**Texto selecionado**
►
O conhecimento do jogo ultrapassa a função de treinador. O analista João Luís Afonso, em entrevista a (Pereira, 2017), naturalmente aponta que no exercício da sua função é necessário “ter (…) ter algum conhecimento do jogo, perceber os momentos, as ações e os comportamentos dos jogadores”. Também (Santos, 2012) destaca o conhecimento do jogo como fundamental no exercício da função da analista. No mesmo contexto, (Rodrigues et al., 2017), citando (Piltz, 2003), referem que “o conhecimento do jogo e a capacidade de recolher informações pertinentes resultantes da observação são fatores importantes para a emissão de feedbacks relevantes para modificar as condições do jogo”. Assim, (Andrade, 2015) conclui que “o analista de jogo e a análise de jogo têm vindo a ganhar um papel cada vez mais importante nas equipas técnicas, pois oferecem uma compreensão e conhecimento do jogo avançada, o que permite ao treinador ter na sua posse informações sobre o adversário e a própria equipa que deverá utilizar de forma a maximizar o potencial da sua forma de jogar, através do processo de treino”.
Actualmente assiste-se a uma proliferação de fontes de informação para o treinador, nomeadamente sob dados quantitativos. Contudo, para (Silva, 2006), torna-se fundamental “transformar os dados em informação útil para o treinador e para o jogo (Garganta, 2003). Garganta (2000; 1998) reforça esta ideia ao referir que não é suficiente o recurso a meios sofisticados, quando a quantidade dos dados não garante por si só o acesso a informação útil. Não há tecnologia alguma que possa substituir o conhecimento do jogo e a habilidade especial do treinador. Este deve recorrer às novas tecnologias para poder dirigir o seu pensamento de forma mais selectiva, assim como para estruturar o seu trabalho de encontro a factos mais objectivos (García, 2000). De outra forma, o treinador poderá tornar-se cada vez mais num especialista em informática e cada vez menos um especialista do jogo (Garganta, 2001)”. Simultâneamente, o autor (Ribeiro, 2009), descreve que “o conhecimento do jogo está a aprofundar-se cada vez mais e a avaliação do jogo está a tornar-se cada vez mais exigente e pormenorizada”.
◄
**Instruções**
[1] Segundo o texto sobre a análise de jogo, que dois fatores são apontados, com citação de Piltz, como importantes para a emissão de feedbacks relevantes?
[2] Retome o texto sobre a análise de jogo e continue-o a partir da última frase.
O material apresentado a seguir não é necessário.

**Material fornecido**
►
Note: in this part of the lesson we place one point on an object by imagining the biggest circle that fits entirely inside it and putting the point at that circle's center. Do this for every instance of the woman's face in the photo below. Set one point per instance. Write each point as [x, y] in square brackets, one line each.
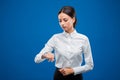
◄
**Respostas**
[1] O conhecimento do jogo e a capacidade de recolher informações pertinentes resultantes da observação.

[2]
Para o treinador português Luís Castro, citado por (Bouças, 2018), “a nossa profissão obriga-nos a ir muito além do treinar e jogar. Temos de adquirir conhecimento, saber do que falamos, debater com outros treinadores para pensar melhor o jogo. Pensa-se pouco o jogo…”. Tal como referido na introdução, para o autor (Amado, 2012), “perceber de futebol não depende nem do tempo que se despende a ver futebol nem da capacidade de visão de ninguém; depende, sim, de saber pensar, como aliás depende qualquer tipo de conhecimento, a respeito de qualquer outra coisa”. Deste modo, para (Gil, 2012), o conhecimento do jogo, da sua lógica “e dos seus princípios, têm implicações importantes nos planos do ensino, treino e controlo da prestação dos jogadores e das equipas (Garganta & Gréhaigne, 1999). Esta abordagem deve, no entanto, ser realizada a partir de uma perspectiva interdisciplinar (Franks & McGarry, 1996)”. Por outro lado, o jogo evolui, e por exemplo, segundo (Lumueno, 2015), “as equipas são cada vez melhores a defender. Com equipas melhores a defender eles não defendem com um jogador apenas, defendem com vários. Para desmontar vários jogadores tens de ter na cabeça ideias que te permitam chegar ao sucesso. Antigamente era tudo um-contra-um, eliminavas um jogador, no máximo dois, e estava feito o golo (ou próximo disso). Era tudo muito mais fácil. Agora isso já não acontece, ou então é preciso ultrapassar quatro, cinco, seis e às vezes dez adversários. Para ultrapassá-los com qualidade é preciso ter um certo conhecimento do jogo, que facilite a tarefa e que permita atacar com mais sucesso”.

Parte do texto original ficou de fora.